───── Material to process
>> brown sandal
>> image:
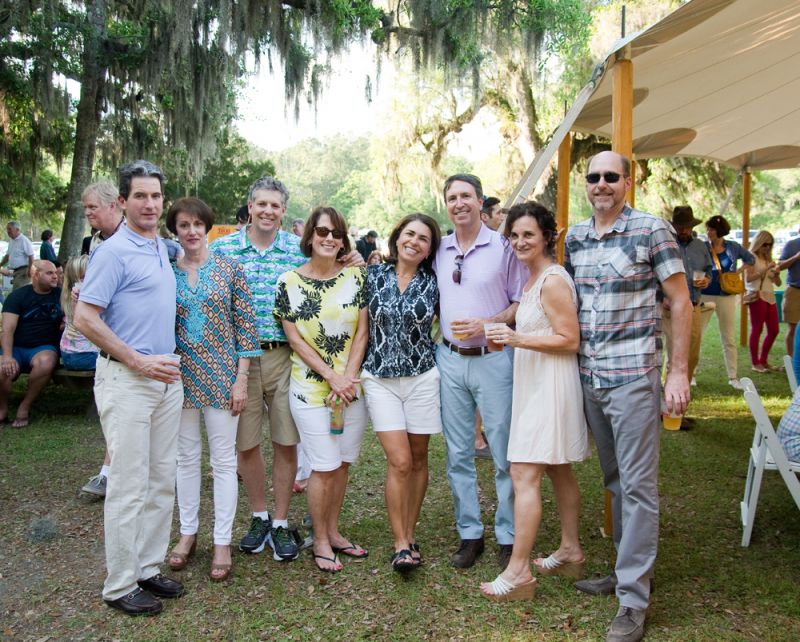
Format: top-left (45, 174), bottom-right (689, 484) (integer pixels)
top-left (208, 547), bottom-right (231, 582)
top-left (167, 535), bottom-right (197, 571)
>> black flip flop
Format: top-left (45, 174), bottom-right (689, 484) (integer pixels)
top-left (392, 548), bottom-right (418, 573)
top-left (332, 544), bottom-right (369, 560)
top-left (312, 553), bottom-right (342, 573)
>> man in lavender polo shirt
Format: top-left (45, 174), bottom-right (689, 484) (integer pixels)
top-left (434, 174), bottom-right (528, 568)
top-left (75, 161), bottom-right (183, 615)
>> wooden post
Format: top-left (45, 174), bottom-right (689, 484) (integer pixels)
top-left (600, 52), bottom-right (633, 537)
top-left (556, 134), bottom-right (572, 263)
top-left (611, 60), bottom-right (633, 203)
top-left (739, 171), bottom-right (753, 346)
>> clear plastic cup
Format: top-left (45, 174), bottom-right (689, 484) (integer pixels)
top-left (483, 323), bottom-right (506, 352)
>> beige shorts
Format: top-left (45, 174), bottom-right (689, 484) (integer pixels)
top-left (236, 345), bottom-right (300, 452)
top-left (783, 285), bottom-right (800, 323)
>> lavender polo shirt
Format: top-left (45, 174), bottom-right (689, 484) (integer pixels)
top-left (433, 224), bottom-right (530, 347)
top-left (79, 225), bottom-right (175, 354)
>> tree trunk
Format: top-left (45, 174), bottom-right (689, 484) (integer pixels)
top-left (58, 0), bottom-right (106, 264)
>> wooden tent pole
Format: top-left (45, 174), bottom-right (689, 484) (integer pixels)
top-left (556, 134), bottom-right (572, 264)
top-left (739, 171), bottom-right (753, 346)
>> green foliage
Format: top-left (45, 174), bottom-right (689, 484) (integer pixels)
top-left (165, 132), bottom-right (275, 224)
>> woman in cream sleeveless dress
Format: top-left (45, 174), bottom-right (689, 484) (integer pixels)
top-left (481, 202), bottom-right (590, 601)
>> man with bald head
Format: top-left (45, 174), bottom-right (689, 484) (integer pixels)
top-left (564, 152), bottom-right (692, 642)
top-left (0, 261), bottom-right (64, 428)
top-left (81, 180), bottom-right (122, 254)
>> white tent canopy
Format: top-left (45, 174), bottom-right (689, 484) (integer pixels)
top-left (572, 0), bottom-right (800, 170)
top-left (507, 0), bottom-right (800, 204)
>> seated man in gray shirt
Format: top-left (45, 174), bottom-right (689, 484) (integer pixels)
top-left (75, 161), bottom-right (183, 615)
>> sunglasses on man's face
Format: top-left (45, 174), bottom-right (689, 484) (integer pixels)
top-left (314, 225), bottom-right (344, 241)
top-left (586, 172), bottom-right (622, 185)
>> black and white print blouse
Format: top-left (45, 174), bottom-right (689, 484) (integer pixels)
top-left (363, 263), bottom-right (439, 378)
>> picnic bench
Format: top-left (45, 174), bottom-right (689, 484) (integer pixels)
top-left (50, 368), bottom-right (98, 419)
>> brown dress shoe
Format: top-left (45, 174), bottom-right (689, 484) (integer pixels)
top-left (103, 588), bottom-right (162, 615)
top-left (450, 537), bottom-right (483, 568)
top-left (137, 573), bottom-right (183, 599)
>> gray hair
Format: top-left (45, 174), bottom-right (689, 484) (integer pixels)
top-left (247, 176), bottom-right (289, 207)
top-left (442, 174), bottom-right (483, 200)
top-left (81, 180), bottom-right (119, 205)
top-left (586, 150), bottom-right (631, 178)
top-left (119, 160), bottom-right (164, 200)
──────────
Exercise brief: Copy every one of the records above word for word, leaving out the pictures.

Written solution:
>> brown sandal
>> image:
Format: top-left (45, 174), bottom-right (689, 484) (integer pixels)
top-left (208, 547), bottom-right (231, 582)
top-left (167, 535), bottom-right (197, 571)
>> black flip flop
Format: top-left (45, 174), bottom-right (689, 484) (integer pixels)
top-left (392, 548), bottom-right (418, 573)
top-left (332, 544), bottom-right (369, 560)
top-left (312, 553), bottom-right (342, 573)
>> man in lavender polo shirt
Format: top-left (45, 174), bottom-right (689, 484) (integer pixels)
top-left (434, 174), bottom-right (528, 568)
top-left (75, 161), bottom-right (183, 615)
>> wooden post
Format: top-left (45, 174), bottom-right (689, 484) (integer pixels)
top-left (600, 52), bottom-right (633, 537)
top-left (556, 134), bottom-right (572, 263)
top-left (611, 60), bottom-right (633, 203)
top-left (739, 171), bottom-right (753, 346)
>> clear plastic cup
Format: top-left (45, 174), bottom-right (689, 484) (integer pixels)
top-left (483, 323), bottom-right (506, 352)
>> beige shorts
Format: top-left (45, 174), bottom-right (689, 484) (integer pixels)
top-left (236, 345), bottom-right (300, 452)
top-left (783, 285), bottom-right (800, 323)
>> lavender polo shirt
Format: top-left (45, 174), bottom-right (689, 484) (integer pixels)
top-left (433, 224), bottom-right (530, 347)
top-left (79, 225), bottom-right (175, 354)
>> tree trunk
Format: top-left (45, 174), bottom-right (689, 484) (integer pixels)
top-left (58, 0), bottom-right (106, 264)
>> wooden tent pole
Format: top-left (45, 174), bottom-right (689, 484) (integer pixels)
top-left (556, 134), bottom-right (572, 264)
top-left (739, 171), bottom-right (753, 346)
>> green foliage
Format: top-left (45, 174), bottom-right (689, 484) (integer pixels)
top-left (165, 132), bottom-right (275, 224)
>> woman in cream sleeveless dress
Format: top-left (45, 174), bottom-right (689, 484) (integer pixels)
top-left (481, 202), bottom-right (590, 601)
>> man with bald head
Format: top-left (45, 174), bottom-right (689, 484) (integer pixels)
top-left (564, 152), bottom-right (692, 642)
top-left (0, 261), bottom-right (64, 428)
top-left (81, 180), bottom-right (122, 254)
>> white tent canopy
Format: top-left (45, 174), bottom-right (689, 484) (integer pixels)
top-left (572, 0), bottom-right (800, 170)
top-left (507, 0), bottom-right (800, 204)
>> seated man in gray shirt
Format: top-left (45, 174), bottom-right (689, 484) (integer pixels)
top-left (75, 161), bottom-right (183, 615)
>> sunglasses on man's face
Format: top-left (45, 174), bottom-right (689, 484) (integer pixels)
top-left (314, 225), bottom-right (344, 241)
top-left (586, 172), bottom-right (622, 185)
>> black and white print blouse
Format: top-left (45, 174), bottom-right (689, 484) (integer pixels)
top-left (363, 263), bottom-right (439, 378)
>> picnic bench
Format: top-left (45, 174), bottom-right (689, 484) (integer pixels)
top-left (50, 368), bottom-right (98, 419)
>> brown dress shoe
Format: top-left (45, 174), bottom-right (689, 484) (integer pixels)
top-left (103, 588), bottom-right (162, 615)
top-left (450, 537), bottom-right (483, 568)
top-left (137, 573), bottom-right (183, 599)
>> gray hair
Format: top-left (45, 174), bottom-right (689, 484) (integer pixels)
top-left (247, 176), bottom-right (289, 207)
top-left (442, 174), bottom-right (483, 200)
top-left (81, 180), bottom-right (119, 205)
top-left (586, 150), bottom-right (631, 178)
top-left (119, 160), bottom-right (164, 200)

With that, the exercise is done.